**Exercise details**
Each line of the material must be repeated precisely, with the pictures left out.

○ ○ ○ ○ ○

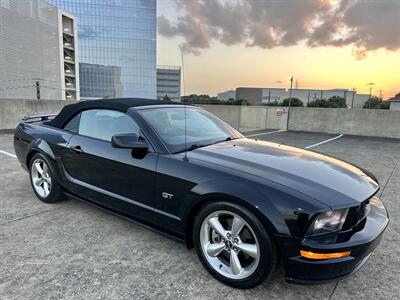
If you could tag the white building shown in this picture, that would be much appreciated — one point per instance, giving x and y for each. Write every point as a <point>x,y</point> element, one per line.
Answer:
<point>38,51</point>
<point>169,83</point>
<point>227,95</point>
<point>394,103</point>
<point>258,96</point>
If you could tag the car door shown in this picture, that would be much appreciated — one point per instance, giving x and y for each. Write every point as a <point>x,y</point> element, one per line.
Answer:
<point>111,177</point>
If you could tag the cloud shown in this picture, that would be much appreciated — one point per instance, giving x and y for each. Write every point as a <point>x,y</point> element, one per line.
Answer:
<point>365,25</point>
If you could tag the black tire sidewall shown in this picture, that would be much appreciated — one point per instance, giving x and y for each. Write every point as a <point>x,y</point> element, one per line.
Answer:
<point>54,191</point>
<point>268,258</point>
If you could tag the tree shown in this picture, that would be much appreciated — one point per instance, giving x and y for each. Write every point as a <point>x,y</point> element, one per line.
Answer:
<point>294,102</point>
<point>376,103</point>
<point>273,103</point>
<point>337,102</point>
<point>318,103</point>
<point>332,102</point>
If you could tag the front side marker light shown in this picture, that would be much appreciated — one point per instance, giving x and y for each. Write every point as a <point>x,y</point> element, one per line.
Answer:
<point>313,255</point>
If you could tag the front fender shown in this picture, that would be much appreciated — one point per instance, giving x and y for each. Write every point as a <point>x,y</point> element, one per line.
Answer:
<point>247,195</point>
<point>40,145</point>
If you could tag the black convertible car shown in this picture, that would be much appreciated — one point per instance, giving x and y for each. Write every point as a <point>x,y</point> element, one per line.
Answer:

○ ○ ○ ○ ○

**Your response**
If you could tag the white building shown in this picture, that would be much appreciated — one point per instance, giving x and y for each. Write every point as a <point>x,y</point> element, one per line.
Answer:
<point>38,51</point>
<point>169,83</point>
<point>227,95</point>
<point>394,103</point>
<point>258,96</point>
If you could tag the car door shown in this picture, that would be much appreciated — one point per instance, giving x and y for each. Write every point as a <point>x,y</point> element, one per line.
Answer:
<point>111,177</point>
If you could tag the cloud shown in this picture, that would be much appreciated — one point per instance, giving x and y for each. Write every point as a <point>x,y</point> element, one per line.
Answer:
<point>365,25</point>
If you could tag the black tire sidewall shown in this picture, that would be much appreciated — one point per instance, giving x and y for each. Write every point as a <point>x,y</point> element, one per line.
Answer:
<point>54,191</point>
<point>268,258</point>
If you could tag the tree shown in this picture, that would be much appreciated — one point per instance, giving x and y for each. Write every point as a <point>x,y</point> element, one per line.
Answer:
<point>294,102</point>
<point>376,103</point>
<point>273,103</point>
<point>337,102</point>
<point>318,103</point>
<point>332,102</point>
If you could tag the front side marker light shown in this picture, that would be much appreciated — one point per instance, giving x and y for each. Write every point as a <point>x,y</point> element, one per line.
Answer:
<point>313,255</point>
If you could tag the front fender shown in this picture, that would be much appreciated — one point per instance, giving x and y for each. Write every point as a <point>x,y</point> element, one per line.
Answer:
<point>247,195</point>
<point>40,145</point>
If you could tag the black convertible car shown in this picture, that would be much appreciated — one point per instance, giving x and y for each. Write every point as a <point>x,y</point> element, one per line.
Answer:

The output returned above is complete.